=== Document excerpt ===
"""
On 4 September, after a lengthy gestation period of 645 days, a calf was born to Vienna Zoo’s female African elephant, Tonga. It is the fourth birth of an African elephant (Loxodonta africana) in Vienna Zoo, the coordinator of the European studbook for African elephants. The newborn, a female calf, is Tonga’s second offspring, but a very special one this time.
Worldwide, this latest birth is a sensation. It is the first African elephant calf conceived through artificial insemination using frozen semen. The father is a wild bull from the Phinda Gamer Reserve in Africa, who was placed under general anaesthesia for the collection.
Nowadays, artificial insemination as such is routine in African elephant breeding — but only with fresh or chilled semen. But this time the circumstances required an advanced technique, as the father is a wild bull from the Phinda Gamer Reserve in Africa. To transport the sperm of a wild bull from Africa to a European zoo, it had to be frozen.
Unfortunately, elephant sperm is extremely sensitive. Only two cases of artificial insemination using frozen and thawed sperm had resulted in a fertilisation so far, and both gestations ended prematurely. The successful new technique, which started with semen collection of the wild bull under general anaesthesia, was developed by a team from the Berlin Leibniz Institute for Zoo and Wildlife Research. And this new technique allowed for successful freezing in Africa, transport and thawing of the bull’s sperm at Vienna Zoo premises.
"""
=== Work task 1 ===
According to the elephant birth report, how long was Tonga's gestation period?
=== Work task 2 ===
Decide whether each statement agrees with the elephant birth report. For each, answer yes or no and quote the deciding words from the report. (a) Tonga's newborn calf is male. (b) Artificial insemination with fresh or chilled semen is routine in African elephant breeding. (c) The new freezing technique was developed by a team at Vienna Zoo.
=== Work task 3 ===
Pick up the elephant birth report after its final sentence and extend it.
The listing comes from a separate source unrelated to the elephant birth report.

=== Given data ===
"""
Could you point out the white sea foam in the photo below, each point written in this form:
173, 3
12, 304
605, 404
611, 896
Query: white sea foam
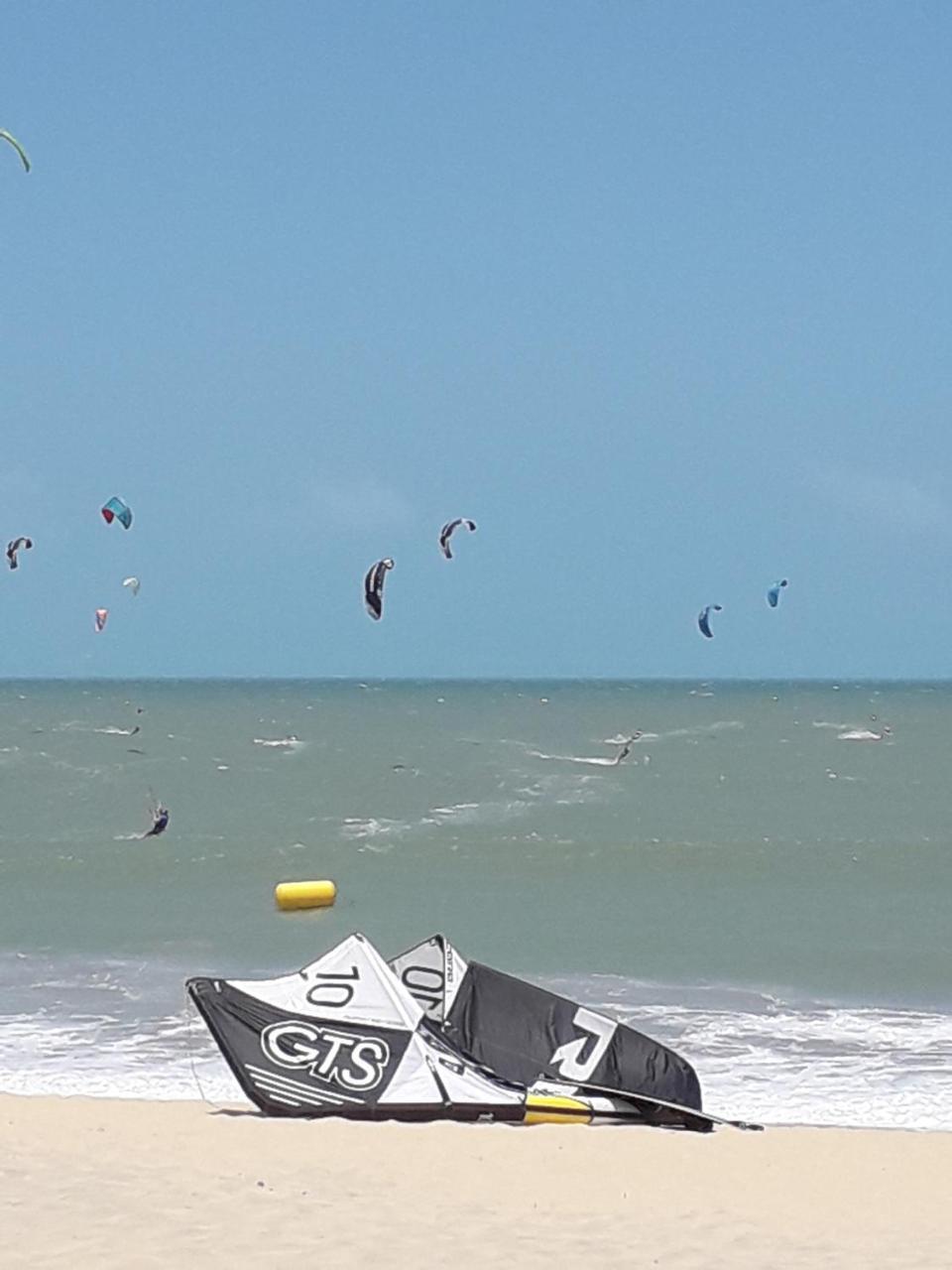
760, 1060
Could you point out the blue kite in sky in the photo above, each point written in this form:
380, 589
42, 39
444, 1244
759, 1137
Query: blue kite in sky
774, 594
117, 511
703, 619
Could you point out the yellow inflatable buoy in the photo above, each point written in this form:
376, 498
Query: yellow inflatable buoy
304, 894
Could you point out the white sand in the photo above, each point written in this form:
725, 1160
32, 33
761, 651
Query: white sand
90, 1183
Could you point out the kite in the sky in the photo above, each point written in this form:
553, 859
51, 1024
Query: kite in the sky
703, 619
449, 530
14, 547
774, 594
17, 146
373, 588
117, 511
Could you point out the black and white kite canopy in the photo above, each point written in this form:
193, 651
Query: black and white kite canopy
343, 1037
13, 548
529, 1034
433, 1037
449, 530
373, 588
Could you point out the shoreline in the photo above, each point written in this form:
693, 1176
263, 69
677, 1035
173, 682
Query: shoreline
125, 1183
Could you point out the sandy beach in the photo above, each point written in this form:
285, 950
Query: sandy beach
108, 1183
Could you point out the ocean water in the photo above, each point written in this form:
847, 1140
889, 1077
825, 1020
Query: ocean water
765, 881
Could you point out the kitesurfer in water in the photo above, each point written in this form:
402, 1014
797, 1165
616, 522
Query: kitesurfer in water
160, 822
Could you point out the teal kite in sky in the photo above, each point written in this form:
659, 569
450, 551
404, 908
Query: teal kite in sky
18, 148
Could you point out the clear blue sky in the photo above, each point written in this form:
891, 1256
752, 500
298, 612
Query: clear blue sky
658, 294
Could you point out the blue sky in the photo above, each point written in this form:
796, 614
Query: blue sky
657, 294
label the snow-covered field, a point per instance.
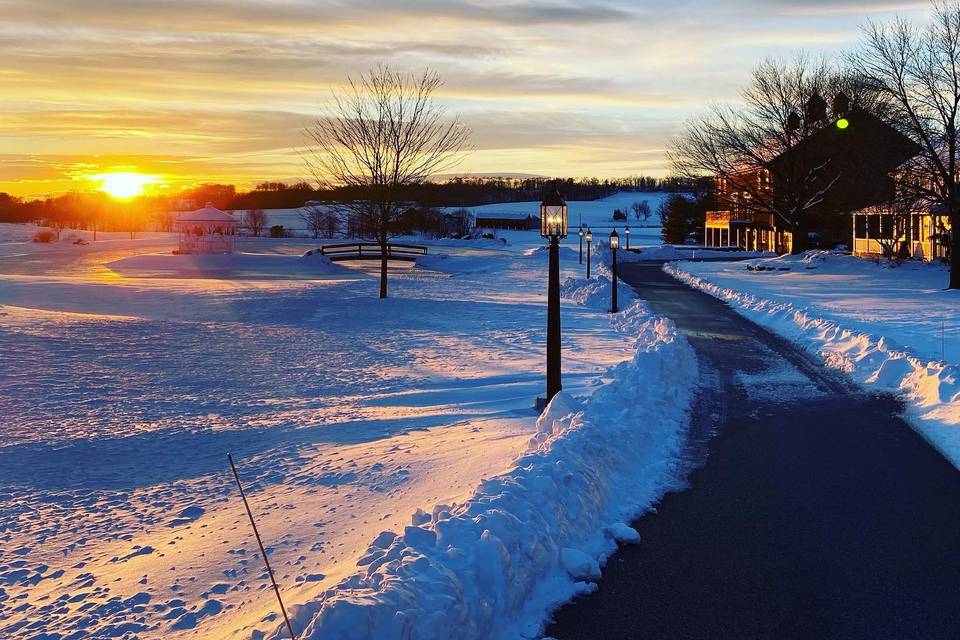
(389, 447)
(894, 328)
"""
=== Result 1 ===
645 days.

=== Result 2 ===
(a) No: "The newborn, a female calf"
(b) Yes: "Nowadays, artificial insemination as such is routine in African elephant breeding — but only with fresh or chilled semen."
(c) No: "was developed by a team from the Berlin Leibniz Institute for Zoo and Wildlife Research"

=== Result 3 ===
So, this new method is a great opportunity regarding conservation efforts in captivity (ex-situ). It can help strenghten genetic diversity of existing lineages of captive bred elephants. And hopefully not only elephants but of other endangered species in captivity as well.
In the meantime in Vienna Zoo mother and calf are doing very well. Tonga, the matriarch of the Zoo’s herd is a devoted and caring mother, and also her firstborn Mongu is very caring regarding her little stepsister. Tonga and both her daughters stay separate from the rest of the herd the first few days to ensure some peace and quiet.
This newborn elephant is a positive result of a successful collaboration between the Vienna Zoo and Berlin Leibniz Institute for Zoo and Wildlife Research, Zooparc de Beauval and Pittsburgh Zoo.